Filter this data down to the lines that hold "fence", and copy them.
▬▬▬
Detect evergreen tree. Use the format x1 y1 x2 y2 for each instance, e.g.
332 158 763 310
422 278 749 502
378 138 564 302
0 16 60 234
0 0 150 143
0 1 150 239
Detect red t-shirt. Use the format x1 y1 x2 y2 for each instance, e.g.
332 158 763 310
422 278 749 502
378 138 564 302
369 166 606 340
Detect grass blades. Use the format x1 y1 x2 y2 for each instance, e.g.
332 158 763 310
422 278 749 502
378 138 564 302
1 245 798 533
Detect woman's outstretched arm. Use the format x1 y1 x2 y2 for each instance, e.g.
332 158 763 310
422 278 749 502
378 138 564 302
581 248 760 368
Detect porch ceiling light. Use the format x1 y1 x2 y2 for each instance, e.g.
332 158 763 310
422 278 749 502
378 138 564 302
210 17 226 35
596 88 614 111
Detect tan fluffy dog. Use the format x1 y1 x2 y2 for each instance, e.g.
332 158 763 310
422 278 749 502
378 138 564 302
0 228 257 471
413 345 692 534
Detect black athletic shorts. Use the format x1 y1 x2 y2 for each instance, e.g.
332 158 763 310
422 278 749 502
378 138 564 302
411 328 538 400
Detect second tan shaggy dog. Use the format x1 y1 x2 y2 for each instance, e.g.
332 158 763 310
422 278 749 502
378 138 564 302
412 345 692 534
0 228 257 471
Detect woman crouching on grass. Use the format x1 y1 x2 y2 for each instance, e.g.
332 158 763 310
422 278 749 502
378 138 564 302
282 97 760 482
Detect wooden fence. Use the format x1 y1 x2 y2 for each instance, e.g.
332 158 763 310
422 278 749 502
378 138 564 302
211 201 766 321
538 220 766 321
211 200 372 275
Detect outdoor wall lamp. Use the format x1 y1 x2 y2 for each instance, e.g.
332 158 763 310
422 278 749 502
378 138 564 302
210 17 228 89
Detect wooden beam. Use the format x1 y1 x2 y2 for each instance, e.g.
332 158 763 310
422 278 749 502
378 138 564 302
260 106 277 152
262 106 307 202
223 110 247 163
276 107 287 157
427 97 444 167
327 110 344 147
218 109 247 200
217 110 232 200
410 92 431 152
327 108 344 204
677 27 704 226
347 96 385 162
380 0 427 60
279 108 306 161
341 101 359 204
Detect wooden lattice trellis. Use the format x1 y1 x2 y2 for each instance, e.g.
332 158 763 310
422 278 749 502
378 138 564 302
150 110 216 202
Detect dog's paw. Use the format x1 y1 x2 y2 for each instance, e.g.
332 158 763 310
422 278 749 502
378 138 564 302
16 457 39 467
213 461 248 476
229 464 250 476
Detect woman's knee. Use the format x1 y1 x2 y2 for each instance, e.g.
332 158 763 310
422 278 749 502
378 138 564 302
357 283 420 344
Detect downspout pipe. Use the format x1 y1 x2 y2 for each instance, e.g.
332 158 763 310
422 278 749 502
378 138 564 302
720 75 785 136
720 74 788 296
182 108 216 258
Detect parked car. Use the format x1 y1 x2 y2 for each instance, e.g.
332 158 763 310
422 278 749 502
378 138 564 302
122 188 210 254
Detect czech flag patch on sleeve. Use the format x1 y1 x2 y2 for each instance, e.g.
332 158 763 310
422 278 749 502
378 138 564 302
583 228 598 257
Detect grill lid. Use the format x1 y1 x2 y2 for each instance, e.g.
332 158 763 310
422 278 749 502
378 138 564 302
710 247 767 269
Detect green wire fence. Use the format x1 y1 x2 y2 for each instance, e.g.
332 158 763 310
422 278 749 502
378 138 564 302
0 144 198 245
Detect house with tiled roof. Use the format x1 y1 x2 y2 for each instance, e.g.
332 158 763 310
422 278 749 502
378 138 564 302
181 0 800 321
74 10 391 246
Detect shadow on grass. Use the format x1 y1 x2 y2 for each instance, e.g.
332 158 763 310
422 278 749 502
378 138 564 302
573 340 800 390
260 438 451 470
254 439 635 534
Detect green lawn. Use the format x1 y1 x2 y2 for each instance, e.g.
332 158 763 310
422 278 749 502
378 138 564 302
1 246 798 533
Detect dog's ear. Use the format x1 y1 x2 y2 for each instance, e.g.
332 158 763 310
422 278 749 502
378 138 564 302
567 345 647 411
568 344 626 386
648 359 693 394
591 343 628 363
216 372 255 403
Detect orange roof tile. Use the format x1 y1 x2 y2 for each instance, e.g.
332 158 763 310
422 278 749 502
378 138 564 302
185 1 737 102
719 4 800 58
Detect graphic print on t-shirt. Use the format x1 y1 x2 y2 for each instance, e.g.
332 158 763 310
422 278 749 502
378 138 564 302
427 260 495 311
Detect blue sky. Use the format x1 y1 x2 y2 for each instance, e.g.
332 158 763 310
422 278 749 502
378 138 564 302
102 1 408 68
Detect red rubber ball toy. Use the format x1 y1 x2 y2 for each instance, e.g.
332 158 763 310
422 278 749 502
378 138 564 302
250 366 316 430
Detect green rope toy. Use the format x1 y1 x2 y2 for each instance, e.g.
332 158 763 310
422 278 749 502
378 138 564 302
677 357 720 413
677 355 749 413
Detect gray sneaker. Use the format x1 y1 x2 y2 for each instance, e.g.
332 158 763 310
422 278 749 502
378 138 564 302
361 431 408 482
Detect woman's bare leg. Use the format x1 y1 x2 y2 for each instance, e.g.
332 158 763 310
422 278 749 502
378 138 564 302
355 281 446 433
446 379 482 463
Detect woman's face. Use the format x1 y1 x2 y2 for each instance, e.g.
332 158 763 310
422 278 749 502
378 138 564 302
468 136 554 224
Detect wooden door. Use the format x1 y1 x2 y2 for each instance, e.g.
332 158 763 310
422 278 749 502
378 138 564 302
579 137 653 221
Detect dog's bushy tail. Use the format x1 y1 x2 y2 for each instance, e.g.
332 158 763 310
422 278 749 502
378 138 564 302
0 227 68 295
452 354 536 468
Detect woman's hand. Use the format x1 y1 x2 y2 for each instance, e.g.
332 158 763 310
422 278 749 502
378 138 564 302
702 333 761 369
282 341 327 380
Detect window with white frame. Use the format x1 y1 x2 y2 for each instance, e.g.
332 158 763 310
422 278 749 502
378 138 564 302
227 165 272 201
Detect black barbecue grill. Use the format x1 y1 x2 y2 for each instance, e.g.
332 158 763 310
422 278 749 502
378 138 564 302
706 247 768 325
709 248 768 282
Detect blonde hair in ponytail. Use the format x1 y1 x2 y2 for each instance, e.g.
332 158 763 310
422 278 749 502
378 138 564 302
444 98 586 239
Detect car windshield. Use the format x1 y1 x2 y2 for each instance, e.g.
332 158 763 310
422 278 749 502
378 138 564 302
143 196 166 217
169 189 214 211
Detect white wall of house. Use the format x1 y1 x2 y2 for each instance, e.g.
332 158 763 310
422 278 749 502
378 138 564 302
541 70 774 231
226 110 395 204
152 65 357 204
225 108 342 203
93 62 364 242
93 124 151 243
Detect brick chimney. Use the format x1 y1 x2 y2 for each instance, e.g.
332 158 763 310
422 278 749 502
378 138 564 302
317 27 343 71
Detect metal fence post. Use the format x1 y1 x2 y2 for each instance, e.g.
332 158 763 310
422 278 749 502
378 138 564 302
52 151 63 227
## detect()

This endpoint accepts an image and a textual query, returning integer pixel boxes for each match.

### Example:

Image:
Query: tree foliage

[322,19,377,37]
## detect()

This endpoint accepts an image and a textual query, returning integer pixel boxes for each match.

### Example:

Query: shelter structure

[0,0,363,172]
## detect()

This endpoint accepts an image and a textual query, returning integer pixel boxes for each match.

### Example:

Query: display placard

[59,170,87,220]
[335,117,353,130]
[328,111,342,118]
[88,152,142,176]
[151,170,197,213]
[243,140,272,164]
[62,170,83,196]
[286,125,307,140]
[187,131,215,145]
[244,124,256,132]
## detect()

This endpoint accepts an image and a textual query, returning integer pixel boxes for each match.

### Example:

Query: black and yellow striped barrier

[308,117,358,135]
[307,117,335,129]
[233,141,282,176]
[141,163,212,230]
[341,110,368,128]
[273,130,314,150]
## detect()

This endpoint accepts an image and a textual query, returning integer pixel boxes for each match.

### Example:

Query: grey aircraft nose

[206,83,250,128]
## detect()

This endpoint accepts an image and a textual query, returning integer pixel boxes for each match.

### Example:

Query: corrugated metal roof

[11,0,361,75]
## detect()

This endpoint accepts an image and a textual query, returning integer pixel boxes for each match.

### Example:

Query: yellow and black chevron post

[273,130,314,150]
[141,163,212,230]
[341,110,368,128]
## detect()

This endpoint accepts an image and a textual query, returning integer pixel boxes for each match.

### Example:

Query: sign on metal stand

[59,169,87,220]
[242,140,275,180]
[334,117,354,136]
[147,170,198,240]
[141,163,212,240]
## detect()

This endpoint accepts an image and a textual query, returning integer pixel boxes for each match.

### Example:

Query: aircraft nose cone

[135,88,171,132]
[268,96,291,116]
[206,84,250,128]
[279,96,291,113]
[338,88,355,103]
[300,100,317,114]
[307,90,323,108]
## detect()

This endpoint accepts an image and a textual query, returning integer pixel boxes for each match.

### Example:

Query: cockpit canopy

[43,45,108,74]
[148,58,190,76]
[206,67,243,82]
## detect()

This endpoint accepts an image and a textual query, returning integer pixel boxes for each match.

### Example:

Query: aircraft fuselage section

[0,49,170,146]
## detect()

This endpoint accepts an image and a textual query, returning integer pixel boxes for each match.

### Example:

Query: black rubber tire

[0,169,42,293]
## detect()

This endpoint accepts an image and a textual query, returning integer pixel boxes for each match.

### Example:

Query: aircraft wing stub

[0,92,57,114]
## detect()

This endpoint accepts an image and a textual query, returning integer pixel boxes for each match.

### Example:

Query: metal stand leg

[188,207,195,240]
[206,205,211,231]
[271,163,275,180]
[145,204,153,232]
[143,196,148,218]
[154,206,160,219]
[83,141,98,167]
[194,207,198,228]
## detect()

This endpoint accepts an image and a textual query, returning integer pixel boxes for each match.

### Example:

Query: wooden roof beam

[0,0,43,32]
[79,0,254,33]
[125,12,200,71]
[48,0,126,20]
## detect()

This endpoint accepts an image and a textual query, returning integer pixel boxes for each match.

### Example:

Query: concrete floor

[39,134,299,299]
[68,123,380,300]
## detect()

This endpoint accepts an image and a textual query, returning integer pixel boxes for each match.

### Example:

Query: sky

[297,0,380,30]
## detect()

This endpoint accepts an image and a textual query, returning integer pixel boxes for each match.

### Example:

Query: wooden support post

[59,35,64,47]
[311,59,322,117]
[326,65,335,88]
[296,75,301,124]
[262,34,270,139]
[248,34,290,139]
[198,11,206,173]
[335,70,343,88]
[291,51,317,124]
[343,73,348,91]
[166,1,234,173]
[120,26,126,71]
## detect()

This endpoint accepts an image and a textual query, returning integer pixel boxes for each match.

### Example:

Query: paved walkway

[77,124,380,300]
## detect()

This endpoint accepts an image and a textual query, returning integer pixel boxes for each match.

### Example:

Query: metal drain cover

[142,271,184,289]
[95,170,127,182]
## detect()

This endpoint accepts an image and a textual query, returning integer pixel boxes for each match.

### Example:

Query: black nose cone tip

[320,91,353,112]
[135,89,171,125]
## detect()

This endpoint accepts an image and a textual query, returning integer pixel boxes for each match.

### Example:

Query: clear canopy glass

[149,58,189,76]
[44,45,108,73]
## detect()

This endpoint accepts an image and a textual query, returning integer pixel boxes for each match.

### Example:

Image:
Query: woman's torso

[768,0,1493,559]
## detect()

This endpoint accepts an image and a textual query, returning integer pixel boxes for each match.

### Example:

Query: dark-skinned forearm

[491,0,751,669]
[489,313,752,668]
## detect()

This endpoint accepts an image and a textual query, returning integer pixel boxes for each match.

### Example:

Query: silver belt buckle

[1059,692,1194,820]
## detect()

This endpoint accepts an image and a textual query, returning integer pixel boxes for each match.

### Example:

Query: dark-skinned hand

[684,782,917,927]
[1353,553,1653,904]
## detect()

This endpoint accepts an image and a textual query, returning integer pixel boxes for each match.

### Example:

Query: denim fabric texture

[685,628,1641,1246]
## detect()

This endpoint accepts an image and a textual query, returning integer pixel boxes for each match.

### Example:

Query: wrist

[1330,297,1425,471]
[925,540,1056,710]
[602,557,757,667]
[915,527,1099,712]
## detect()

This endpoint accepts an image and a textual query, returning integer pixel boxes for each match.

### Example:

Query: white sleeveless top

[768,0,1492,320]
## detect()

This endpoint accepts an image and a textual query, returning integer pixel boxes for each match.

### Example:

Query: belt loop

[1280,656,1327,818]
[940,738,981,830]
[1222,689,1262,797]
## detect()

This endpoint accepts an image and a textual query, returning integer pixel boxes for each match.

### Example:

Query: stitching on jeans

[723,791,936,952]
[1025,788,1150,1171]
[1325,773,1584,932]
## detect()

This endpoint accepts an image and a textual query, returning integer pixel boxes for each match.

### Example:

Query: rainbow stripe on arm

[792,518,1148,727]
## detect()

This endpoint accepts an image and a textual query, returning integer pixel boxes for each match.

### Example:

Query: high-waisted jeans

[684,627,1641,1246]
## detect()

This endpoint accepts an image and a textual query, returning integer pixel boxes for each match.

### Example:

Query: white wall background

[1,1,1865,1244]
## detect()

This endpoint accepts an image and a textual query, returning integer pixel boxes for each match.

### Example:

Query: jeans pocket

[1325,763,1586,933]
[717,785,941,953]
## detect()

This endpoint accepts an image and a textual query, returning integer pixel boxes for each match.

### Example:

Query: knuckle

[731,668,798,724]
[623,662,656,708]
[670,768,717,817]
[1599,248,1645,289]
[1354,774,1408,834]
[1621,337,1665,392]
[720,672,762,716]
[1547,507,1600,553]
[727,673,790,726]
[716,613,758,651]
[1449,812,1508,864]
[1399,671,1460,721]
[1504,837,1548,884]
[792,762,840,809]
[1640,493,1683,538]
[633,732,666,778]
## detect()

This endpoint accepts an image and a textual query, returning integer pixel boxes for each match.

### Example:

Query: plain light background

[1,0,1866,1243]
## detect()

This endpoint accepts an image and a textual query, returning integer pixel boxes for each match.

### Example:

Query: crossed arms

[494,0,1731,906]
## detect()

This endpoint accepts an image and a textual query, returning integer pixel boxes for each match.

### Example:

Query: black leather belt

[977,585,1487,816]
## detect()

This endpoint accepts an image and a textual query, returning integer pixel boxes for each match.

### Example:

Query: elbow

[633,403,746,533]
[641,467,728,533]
▬▬▬
REPLY TO THE TASK =
Detect wooden fence. Use the format x1 y1 x2 y2 for each instance, e.g.
Detect green wire fence. Use the format x1 y1 x2 y2 for each instance, e.g.
Detect metal fence post. Use the format x1 y1 x2 y2 for each instance, e.g.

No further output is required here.